Short exercise A
Return the Article class documentation below in full, word for word.

Passage provided
Class Article

  • All Implemented Interfaces:
    java.io.Serializable

    public class Article
    extends java.lang.Object
    implements java.io.Serializable
    When a news article is downloaded from a URL, its contents are parsed, and the information-HTML is stored in this class.

    This class will store the results from downloading / scraping a news-article from a news-site. Instances of this class are produced by calls to the class ScrapeArticles. These results can be saved to a vector, or stored to the File-System for later use. Internally they can contain the original News-Site Article Web-page, and the paired down Article-Body Web-Page.
    See Also:
    Serialized Form


    • Field Detail

      • serialVersionUID

        🡇    
        protected static final long serialVersionUID
        This fulfils the SerialVersion UID requirement for all classes that implement Java's interface java.io.Serializable. Using the Serializable Implementation offered by java is very easy, and can make saving program state when debugging a lot easier. It can also be used in place of more complicated systems like "hibernate" to store data as well.
        See Also:
        Constant Field Values
        Code:
        Exact Field Declaration Expression:
        protected static final long serialVersionUID = 1;
        
      • wasErrorDownload

        🡅  🡇    
        public final boolean wasErrorDownload
        This should inform the user that an error occurred when downloading an article. If this field, after instantiation is TRUE, all other fields in this class should be thought of as "irrelevant."
        Code:
        Exact Field Declaration Expression:
        public final boolean                wasErrorDownload;
        
      • url

        🡅  🡇    
        public final java.net.URL url
        This is the article's URL from the news website.
        Code:
        Exact Field Declaration Expression:
        public final URL                    url;
        
      • titleElement

        🡅  🡇    
        public final java.lang.String titleElement
        This is the title that was scraped from the main page. The title is the content of the <TITLE>...</TITLE> element on the article HTML page.

Supplied records
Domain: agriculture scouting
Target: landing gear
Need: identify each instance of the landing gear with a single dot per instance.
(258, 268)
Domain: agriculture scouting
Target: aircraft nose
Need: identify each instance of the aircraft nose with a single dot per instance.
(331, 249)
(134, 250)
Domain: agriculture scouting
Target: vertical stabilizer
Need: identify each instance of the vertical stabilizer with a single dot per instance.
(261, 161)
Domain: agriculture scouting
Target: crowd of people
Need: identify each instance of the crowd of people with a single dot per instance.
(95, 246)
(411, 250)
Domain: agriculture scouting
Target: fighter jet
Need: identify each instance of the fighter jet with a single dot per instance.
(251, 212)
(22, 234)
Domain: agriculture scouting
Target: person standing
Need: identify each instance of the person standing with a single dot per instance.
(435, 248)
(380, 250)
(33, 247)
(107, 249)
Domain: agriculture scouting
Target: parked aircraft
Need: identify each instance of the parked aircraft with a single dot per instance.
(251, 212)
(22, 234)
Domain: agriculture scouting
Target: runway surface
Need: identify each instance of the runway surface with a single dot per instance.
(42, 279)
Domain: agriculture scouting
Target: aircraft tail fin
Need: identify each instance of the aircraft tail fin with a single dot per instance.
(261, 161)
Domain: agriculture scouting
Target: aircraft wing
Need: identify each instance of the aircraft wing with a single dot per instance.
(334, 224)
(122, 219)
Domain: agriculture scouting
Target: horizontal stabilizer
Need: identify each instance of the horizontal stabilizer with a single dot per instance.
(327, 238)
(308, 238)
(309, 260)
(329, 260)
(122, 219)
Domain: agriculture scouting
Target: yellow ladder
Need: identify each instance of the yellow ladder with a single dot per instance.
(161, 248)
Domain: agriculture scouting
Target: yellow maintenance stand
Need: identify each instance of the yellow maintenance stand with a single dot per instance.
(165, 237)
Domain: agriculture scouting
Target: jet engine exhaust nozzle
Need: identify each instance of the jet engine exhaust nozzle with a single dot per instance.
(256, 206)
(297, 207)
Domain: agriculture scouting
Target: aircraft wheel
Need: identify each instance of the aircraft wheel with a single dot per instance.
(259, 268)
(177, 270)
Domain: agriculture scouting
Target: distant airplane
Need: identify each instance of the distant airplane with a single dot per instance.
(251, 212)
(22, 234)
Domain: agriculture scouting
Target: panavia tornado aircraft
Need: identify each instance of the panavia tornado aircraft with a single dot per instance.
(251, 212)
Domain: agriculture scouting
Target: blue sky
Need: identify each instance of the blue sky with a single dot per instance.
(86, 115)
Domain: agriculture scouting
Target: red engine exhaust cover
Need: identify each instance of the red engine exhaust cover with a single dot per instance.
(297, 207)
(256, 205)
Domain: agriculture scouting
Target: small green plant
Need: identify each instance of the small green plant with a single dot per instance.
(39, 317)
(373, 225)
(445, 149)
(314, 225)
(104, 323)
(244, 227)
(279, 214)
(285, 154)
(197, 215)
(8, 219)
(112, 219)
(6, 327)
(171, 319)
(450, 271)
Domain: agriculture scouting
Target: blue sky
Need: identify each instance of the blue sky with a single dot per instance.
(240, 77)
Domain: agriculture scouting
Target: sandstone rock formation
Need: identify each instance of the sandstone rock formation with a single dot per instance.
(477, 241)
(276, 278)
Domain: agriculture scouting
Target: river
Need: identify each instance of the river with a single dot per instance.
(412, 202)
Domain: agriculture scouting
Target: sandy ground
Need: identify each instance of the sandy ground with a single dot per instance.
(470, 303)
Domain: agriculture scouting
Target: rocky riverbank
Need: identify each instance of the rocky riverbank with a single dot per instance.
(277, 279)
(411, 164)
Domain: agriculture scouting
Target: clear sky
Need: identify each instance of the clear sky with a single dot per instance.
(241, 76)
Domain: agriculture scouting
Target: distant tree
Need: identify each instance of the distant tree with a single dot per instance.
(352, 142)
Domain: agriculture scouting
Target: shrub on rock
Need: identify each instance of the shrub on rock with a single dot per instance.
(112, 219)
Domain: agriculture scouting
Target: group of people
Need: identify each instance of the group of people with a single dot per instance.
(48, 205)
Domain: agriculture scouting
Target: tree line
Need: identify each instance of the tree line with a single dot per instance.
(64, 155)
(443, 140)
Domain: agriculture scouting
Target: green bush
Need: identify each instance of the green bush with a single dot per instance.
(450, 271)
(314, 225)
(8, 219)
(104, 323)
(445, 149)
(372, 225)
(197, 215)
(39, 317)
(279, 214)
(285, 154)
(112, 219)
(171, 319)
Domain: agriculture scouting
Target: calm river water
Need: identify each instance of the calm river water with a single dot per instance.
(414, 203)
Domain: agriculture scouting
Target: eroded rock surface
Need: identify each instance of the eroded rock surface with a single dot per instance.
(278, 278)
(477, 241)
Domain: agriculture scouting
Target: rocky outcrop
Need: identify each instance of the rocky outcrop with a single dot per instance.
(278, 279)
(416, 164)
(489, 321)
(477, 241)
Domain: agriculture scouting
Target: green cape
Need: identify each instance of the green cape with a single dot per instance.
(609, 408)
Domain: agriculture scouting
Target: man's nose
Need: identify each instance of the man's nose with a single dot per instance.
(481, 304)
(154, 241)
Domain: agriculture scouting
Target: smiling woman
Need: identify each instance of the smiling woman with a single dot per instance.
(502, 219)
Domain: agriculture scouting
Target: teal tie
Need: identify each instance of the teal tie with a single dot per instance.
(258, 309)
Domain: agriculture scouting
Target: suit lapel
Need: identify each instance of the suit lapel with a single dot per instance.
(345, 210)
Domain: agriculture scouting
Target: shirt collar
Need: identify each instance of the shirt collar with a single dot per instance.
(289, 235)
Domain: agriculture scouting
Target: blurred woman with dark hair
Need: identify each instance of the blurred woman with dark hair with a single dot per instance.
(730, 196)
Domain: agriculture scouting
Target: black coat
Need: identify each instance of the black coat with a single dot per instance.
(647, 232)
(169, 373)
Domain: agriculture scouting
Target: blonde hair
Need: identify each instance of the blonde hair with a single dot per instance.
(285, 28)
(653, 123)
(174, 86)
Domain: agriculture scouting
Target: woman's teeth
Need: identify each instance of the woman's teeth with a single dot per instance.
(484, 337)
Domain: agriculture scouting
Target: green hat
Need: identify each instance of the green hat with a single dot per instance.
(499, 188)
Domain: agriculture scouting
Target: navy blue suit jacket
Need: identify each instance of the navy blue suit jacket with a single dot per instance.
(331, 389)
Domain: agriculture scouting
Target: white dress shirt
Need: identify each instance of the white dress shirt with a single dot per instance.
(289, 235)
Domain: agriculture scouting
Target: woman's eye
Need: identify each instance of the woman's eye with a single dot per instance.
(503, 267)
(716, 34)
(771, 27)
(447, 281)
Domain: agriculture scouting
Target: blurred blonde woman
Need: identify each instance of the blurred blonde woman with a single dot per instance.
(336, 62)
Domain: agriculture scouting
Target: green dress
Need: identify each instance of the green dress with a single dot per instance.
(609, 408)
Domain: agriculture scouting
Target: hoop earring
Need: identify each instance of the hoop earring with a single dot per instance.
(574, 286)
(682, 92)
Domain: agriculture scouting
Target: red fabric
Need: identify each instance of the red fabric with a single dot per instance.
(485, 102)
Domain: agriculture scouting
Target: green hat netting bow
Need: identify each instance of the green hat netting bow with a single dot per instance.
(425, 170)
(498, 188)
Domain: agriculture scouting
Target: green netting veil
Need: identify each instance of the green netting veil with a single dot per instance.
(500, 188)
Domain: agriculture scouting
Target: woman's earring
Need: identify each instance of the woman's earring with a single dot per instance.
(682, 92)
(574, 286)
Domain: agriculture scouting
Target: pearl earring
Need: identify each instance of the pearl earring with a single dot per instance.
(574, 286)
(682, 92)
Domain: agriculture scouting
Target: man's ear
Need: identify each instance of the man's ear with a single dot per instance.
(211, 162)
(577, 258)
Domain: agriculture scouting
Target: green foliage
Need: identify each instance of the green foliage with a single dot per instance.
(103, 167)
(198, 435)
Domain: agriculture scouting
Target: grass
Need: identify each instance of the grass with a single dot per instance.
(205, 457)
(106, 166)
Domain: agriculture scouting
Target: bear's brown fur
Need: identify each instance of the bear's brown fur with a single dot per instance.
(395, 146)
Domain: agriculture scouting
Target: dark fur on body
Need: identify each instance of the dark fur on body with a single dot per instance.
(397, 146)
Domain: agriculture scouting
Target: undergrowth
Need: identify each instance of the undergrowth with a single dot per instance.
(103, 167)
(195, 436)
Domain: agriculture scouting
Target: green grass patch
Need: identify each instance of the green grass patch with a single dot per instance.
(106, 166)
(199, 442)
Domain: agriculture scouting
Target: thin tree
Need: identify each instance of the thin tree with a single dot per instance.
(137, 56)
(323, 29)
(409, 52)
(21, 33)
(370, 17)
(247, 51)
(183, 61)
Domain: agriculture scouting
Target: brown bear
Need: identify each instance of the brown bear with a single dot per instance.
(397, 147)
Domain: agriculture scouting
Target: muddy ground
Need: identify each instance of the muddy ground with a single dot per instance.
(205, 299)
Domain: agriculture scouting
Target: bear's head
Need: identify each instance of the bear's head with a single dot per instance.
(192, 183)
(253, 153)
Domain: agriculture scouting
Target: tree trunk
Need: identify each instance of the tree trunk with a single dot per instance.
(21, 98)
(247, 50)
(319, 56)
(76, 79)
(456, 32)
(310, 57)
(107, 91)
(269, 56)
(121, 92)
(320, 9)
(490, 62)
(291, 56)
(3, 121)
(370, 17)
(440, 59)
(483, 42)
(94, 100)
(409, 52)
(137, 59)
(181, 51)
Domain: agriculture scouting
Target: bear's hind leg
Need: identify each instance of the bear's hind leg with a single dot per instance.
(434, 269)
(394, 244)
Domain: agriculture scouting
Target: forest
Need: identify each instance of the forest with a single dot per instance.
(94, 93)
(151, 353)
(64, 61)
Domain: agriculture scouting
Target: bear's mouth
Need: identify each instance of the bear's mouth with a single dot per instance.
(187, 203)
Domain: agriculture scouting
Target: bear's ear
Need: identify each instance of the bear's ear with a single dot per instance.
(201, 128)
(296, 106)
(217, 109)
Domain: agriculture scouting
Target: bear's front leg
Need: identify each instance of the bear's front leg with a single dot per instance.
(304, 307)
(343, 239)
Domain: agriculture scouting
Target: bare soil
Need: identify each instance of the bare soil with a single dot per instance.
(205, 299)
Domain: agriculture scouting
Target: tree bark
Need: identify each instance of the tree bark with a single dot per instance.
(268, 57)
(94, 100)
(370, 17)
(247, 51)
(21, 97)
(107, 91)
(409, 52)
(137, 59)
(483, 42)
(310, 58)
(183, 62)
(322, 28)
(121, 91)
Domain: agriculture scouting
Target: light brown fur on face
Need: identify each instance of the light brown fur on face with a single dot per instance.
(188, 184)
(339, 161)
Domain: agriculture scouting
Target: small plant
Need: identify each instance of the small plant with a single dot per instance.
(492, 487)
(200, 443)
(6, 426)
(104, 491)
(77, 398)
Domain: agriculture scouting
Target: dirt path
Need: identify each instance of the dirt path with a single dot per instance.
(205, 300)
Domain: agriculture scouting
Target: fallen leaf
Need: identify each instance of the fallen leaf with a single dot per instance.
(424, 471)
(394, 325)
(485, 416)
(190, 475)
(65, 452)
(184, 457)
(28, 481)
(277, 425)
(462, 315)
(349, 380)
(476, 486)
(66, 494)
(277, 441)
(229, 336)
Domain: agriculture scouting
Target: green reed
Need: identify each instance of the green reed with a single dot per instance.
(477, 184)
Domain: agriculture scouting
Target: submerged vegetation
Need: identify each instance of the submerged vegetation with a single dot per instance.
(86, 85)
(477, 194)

Short exercise B
Locate every line in the entries above that contains the string "fighter" and copy each of those lines. Case must match.

Expected answer A
Class Article

  • All Implemented Interfaces:
    java.io.Serializable

    public class Article
    extends java.lang.Object
    implements java.io.Serializable
    When a news article is downloaded from a URL, its contents are parsed, and the information-HTML is stored in this class.

    This class will store the results from downloading / scraping a news-article from a news-site. Instances of this class are produced by calls to the class ScrapeArticles. These results can be saved to a vector, or stored to the File-System for later use. Internally they can contain the original News-Site Article Web-page, and the paired down Article-Body Web-Page.
    See Also:
    Serialized Form


    • Field Detail

      • serialVersionUID

        🡇    
        protected static final long serialVersionUID
        This fulfils the SerialVersion UID requirement for all classes that implement Java's interface java.io.Serializable. Using the Serializable Implementation offered by java is very easy, and can make saving program state when debugging a lot easier. It can also be used in place of more complicated systems like "hibernate" to store data as well.
        See Also:
        Constant Field Values
        Code:
        Exact Field Declaration Expression:
        protected static final long serialVersionUID = 1;
        
      • wasErrorDownload

        🡅  🡇    
        public final boolean wasErrorDownload
        This should inform the user that an error occurred when downloading an article. If this field, after instantiation is TRUE, all other fields in this class should be thought of as "irrelevant."
        Code:
        Exact Field Declaration Expression:
        public final boolean                wasErrorDownload;
        
      • url

        🡅  🡇    
        public final java.net.URL url
        This is the article's URL from the news website.
        Code:
        Exact Field Declaration Expression:
        public final URL                    url;
        
      • titleElement

        🡅  🡇    
        public final java.lang.String titleElement
        This is the title that was scraped from the main page. The title is the content of the <TITLE>...</TITLE> element on the article HTML page.

Expected answer B
Target: fighter jet
Need: identify each instance of the fighter jet with a single dot per instance.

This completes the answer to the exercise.